> TASK A
In the forum thread about door-choosing odds, why does the reply say the one remaining unopened door has odds of 999/1000?

>Nope. Think about this.
>
>He opens one door and asks you to choose again. You're not going to pick the open door so of the doors that you would choose from, there are only 999. Your odds change.
>
>The logic you use works for all the doors that EXIST, not the odds of the doors you will consider choosing. I'll take the odds for doors I will consider choosing because it increases my odds. But in the end, when there are only two doors left, the odds of you choosing the winning door of the two is 1/2 or 50/50 or 50%.
>
>>The point is that
after you picked a door he opens 998 doors where there is no car ( - he knows where the car is). That makes the odds of the last door 999/1000
>>
>>Think about it
Ok, final attempt - I'm not trying to convince
If I immediately open 998 doors and then you pick one - I agree it's 50%
Now, all 1000 doors are closed and you pick one
Your odds are 1/1000
The odds that the car behind the other 999 doors are 999/1000 - correct ?

> TASK B
Collect every line in the records below that contains the word "cake".

> GIVEN INFORMATION

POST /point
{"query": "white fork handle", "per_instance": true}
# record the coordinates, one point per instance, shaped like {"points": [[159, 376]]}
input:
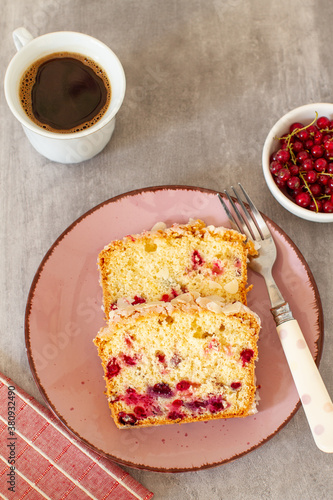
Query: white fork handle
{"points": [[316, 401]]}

---

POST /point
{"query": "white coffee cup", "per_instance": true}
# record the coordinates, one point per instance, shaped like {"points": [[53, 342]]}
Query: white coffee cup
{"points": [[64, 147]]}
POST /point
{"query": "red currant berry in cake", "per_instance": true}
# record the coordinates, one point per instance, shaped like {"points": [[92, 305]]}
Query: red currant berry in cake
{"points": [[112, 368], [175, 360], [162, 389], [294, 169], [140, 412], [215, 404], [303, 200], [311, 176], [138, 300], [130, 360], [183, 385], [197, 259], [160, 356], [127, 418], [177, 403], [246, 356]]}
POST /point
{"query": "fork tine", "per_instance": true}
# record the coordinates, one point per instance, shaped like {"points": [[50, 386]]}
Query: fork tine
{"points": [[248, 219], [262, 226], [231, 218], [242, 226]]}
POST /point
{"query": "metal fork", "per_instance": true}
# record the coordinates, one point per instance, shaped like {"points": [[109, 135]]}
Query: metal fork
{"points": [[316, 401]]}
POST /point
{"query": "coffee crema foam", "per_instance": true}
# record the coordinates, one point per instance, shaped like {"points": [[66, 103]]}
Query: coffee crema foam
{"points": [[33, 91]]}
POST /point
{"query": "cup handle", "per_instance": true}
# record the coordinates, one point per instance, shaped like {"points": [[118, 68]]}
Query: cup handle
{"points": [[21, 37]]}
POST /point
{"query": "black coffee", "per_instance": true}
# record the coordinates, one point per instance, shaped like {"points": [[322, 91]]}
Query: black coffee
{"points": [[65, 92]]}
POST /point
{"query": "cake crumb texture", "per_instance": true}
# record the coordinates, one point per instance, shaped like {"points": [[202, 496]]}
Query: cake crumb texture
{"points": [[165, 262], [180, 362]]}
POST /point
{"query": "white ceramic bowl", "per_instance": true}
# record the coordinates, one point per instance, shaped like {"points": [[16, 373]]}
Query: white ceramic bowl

* * *

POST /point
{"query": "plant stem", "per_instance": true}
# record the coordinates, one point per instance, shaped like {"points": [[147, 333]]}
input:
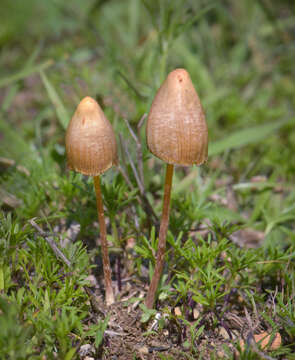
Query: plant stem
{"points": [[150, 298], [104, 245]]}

> SOLUTION A
After you pick a door, the host opens 998 doors with no car behind them, and he knows where the car is. Your pick had odds of 1/1000, so the other 999 doors together had odds of 999/1000, and that makes the odds of the last door 999/1000. The reply agrees the odds would be 50% only if the 998 doors were opened before you picked.

> SOLUTION B
{"query": "red currant berry in cake", "per_instance": true}
Query: red currant berry in cake
{"query": "cake crumb texture", "per_instance": true}
Query: cake crumb texture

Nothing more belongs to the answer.